Task item: From the line with "For each instance of the gray" through the line with "[[219, 253]]", inclusive, return each line of the data below exactly and leave the rest out.

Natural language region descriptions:
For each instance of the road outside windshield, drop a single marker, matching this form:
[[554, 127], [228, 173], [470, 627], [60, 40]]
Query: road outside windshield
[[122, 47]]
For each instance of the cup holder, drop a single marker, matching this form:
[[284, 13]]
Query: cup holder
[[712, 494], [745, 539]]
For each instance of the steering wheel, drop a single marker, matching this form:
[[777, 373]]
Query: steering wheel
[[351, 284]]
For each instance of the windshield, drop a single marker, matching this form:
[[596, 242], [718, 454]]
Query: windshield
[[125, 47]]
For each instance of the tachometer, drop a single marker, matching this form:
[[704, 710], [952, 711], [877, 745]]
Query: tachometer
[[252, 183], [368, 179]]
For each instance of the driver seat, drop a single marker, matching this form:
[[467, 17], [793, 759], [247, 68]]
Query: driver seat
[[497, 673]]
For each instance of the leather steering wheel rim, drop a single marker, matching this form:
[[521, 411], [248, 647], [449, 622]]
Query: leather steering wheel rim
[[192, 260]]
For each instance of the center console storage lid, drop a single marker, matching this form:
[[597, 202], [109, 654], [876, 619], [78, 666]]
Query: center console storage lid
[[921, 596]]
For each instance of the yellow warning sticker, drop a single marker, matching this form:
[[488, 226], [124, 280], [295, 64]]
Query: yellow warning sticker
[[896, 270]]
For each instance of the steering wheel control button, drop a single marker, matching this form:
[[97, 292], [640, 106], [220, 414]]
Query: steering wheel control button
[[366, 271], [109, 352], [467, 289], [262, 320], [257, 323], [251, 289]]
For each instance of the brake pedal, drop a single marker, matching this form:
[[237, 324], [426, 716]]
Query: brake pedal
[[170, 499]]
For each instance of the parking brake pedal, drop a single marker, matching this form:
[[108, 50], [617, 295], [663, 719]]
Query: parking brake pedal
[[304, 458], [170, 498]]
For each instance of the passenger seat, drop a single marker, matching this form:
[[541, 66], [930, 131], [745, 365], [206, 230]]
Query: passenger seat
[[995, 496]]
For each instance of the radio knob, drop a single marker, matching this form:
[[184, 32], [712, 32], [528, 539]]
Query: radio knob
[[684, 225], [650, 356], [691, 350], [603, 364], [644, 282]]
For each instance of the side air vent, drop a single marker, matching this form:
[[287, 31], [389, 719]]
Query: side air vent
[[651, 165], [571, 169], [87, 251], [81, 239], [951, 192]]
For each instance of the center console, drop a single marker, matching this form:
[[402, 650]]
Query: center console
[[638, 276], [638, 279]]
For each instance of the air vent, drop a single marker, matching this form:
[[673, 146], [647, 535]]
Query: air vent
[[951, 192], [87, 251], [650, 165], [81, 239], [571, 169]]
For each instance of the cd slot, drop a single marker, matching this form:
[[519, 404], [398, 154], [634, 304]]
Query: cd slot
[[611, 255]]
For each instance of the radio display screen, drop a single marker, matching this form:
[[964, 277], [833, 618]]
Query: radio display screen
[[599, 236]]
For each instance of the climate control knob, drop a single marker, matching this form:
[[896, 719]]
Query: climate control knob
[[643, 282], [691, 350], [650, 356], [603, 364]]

---

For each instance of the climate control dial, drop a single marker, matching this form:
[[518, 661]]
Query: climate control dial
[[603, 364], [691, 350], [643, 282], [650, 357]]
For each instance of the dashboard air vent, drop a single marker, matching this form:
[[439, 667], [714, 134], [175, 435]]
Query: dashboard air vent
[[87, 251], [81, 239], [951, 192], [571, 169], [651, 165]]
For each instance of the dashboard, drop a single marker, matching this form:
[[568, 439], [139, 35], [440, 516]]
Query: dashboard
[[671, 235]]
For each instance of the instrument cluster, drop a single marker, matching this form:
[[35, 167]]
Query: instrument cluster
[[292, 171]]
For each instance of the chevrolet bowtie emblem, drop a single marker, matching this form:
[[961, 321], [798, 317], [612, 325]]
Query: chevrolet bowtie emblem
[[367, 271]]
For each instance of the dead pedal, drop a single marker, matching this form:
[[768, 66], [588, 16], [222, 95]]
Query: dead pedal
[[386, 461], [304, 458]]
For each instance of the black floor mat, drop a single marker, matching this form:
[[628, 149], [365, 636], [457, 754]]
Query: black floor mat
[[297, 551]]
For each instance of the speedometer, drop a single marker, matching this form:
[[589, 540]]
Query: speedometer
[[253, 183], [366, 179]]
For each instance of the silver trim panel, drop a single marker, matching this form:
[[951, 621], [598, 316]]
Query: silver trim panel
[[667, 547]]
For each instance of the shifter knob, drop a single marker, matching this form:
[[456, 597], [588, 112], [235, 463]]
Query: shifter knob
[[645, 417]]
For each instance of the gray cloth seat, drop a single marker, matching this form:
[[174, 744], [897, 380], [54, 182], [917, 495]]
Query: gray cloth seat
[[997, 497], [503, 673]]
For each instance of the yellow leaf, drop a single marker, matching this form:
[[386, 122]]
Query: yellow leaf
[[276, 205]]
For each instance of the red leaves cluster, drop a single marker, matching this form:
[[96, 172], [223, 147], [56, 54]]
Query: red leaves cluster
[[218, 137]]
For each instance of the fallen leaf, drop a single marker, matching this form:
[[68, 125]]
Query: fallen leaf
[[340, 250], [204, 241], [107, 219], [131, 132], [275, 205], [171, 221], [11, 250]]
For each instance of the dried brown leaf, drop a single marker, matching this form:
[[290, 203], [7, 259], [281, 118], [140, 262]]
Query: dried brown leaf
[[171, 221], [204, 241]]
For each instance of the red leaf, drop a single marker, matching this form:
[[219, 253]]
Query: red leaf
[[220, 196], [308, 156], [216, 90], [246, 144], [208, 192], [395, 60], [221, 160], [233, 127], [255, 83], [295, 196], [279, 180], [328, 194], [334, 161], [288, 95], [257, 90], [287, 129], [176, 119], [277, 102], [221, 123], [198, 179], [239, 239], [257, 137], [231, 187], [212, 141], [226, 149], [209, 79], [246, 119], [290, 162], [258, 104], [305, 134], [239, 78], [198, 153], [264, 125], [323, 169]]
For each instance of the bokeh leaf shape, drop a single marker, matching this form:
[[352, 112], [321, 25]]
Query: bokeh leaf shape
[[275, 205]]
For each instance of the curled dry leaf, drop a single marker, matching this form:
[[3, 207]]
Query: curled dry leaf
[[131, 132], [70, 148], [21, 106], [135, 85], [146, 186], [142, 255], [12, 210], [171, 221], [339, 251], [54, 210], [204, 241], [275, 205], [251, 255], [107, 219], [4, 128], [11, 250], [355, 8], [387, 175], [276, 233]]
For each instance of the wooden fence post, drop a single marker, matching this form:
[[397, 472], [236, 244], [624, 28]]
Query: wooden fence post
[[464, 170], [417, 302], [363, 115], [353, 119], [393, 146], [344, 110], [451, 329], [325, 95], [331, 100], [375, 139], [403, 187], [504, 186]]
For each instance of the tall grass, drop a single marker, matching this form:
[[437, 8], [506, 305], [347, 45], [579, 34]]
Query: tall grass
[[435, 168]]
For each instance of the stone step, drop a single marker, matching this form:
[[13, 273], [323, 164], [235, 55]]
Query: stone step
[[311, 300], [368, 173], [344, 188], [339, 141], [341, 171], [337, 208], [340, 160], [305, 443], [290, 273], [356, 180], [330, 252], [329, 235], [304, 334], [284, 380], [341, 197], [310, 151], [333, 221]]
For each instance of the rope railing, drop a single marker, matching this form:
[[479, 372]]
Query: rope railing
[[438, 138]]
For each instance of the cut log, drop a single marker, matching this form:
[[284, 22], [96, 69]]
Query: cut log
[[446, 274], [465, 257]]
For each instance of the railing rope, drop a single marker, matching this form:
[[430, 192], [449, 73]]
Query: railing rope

==

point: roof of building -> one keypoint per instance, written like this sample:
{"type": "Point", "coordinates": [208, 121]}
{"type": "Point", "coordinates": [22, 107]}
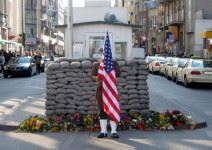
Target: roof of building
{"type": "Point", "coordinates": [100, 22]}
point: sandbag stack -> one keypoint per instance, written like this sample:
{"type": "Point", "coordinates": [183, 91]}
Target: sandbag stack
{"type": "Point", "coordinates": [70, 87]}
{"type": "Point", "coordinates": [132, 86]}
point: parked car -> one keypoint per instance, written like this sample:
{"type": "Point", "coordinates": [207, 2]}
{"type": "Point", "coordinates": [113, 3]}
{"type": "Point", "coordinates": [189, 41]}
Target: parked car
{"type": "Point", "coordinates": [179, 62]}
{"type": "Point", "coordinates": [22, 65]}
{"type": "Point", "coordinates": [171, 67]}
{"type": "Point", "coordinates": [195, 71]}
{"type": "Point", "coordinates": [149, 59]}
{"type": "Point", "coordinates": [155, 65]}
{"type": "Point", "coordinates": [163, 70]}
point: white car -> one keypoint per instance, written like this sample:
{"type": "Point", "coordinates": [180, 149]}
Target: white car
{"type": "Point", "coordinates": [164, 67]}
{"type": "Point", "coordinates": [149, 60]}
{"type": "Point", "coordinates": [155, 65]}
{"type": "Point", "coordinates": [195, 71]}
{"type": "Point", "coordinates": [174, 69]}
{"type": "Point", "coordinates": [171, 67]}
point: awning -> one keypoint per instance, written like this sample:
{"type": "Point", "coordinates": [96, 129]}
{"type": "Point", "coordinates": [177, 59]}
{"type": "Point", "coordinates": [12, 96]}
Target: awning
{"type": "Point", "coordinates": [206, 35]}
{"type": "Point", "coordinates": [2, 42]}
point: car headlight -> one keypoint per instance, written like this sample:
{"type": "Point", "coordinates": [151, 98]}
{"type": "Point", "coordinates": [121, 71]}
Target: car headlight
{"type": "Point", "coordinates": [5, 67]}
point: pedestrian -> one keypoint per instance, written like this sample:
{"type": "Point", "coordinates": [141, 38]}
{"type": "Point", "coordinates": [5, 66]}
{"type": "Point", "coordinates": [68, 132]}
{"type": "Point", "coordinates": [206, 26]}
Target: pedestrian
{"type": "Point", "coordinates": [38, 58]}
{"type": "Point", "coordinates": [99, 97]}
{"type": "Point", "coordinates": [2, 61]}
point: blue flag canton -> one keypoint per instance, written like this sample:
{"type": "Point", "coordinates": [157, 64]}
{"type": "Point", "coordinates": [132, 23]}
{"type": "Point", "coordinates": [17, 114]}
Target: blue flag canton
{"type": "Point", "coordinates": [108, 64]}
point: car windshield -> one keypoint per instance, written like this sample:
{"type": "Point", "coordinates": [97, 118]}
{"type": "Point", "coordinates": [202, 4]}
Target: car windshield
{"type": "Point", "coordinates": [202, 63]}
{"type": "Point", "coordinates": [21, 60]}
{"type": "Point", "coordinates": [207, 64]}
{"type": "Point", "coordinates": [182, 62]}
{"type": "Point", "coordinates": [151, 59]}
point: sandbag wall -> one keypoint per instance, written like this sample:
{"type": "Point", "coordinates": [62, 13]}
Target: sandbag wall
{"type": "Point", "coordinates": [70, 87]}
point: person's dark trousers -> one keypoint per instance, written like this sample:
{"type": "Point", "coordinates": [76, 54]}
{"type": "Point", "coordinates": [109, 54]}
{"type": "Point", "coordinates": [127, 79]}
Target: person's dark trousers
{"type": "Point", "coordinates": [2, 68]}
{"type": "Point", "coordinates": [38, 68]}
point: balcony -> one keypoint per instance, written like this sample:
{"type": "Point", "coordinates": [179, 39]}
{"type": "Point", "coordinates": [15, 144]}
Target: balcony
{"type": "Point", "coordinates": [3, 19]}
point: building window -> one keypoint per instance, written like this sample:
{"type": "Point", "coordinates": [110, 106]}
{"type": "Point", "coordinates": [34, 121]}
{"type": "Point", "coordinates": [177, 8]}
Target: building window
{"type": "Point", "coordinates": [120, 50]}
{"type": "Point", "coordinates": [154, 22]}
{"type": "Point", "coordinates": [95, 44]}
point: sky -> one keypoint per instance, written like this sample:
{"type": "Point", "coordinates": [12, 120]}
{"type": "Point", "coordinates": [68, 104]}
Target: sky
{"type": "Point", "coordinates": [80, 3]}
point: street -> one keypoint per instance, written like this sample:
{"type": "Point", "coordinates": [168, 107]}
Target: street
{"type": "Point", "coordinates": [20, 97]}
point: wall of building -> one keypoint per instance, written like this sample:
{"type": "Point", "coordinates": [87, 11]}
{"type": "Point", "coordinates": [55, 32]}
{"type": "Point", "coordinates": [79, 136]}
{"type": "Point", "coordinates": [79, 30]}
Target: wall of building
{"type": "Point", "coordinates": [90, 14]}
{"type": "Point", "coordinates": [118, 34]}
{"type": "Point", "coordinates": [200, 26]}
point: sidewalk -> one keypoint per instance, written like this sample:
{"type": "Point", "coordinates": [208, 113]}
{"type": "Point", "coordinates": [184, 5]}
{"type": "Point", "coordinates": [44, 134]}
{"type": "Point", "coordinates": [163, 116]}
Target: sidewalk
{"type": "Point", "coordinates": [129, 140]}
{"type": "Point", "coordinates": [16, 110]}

Response area:
For each instance of the gray cloth seat, drop a single marker, matching this form:
[[174, 744], [897, 380], [54, 182], [917, 495]]
Query: gray cloth seat
[[997, 497], [503, 673]]
For each instance of the yellow leaf, drop a single marker, matching this form:
[[386, 122]]
Query: yellow leaf
[[276, 205]]
For each instance of the red leaves cluster, drop a single marker, matching this form:
[[96, 172], [223, 147], [56, 54]]
Query: red leaves cluster
[[218, 137]]
For each instance of the fallen leaf, drop a single marker, matching this form:
[[68, 125]]
Query: fallen leaf
[[340, 250], [204, 241], [107, 219], [131, 132], [275, 205], [171, 221], [11, 250]]
For each instance of the dried brown leaf, drop a single marker, matching this form:
[[290, 203], [7, 259], [281, 118], [140, 262]]
Query: dried brown leaf
[[171, 221], [204, 241]]
For each instance of the red leaf, drop a single marker, matching this form:
[[219, 253]]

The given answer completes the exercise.